WORK TO COMPLETE:
Read through the lines below and copy the ones holding the string "torii".

PROVIDED MATERIAL:
=== Begin Enclosure ===
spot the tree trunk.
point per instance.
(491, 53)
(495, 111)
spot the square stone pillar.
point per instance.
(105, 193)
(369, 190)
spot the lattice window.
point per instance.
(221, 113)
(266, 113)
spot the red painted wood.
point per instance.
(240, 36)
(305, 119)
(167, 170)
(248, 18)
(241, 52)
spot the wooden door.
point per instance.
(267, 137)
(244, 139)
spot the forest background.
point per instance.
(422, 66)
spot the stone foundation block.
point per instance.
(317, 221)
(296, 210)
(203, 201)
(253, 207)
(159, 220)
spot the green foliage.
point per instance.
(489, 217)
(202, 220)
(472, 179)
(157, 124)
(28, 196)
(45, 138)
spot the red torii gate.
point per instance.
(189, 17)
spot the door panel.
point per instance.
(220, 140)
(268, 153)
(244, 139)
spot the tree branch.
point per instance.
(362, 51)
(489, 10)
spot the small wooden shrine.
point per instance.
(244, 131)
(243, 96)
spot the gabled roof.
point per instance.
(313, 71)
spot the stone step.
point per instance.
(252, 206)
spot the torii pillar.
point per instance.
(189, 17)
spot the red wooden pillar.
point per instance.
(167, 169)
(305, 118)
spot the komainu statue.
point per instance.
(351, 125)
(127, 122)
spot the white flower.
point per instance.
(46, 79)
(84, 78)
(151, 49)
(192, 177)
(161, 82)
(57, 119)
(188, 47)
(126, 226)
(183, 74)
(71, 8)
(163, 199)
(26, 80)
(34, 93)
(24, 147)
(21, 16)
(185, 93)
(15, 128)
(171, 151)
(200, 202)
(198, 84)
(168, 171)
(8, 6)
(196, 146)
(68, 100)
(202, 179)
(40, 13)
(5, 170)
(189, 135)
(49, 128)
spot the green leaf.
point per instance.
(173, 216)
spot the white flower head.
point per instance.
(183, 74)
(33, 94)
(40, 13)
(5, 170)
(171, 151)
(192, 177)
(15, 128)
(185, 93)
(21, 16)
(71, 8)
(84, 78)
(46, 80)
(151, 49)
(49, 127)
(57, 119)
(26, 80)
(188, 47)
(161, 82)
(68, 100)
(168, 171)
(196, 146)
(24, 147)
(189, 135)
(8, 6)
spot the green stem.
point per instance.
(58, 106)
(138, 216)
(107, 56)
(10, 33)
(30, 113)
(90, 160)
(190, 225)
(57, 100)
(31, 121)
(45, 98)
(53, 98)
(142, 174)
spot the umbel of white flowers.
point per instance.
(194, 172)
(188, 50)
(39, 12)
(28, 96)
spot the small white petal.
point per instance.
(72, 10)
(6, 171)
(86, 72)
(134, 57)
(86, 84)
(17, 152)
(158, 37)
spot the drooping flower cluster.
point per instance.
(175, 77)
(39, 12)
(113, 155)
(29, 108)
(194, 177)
=== End Enclosure ===
WORKED SOLUTION:
spot the red torii gate.
spot the torii pillar.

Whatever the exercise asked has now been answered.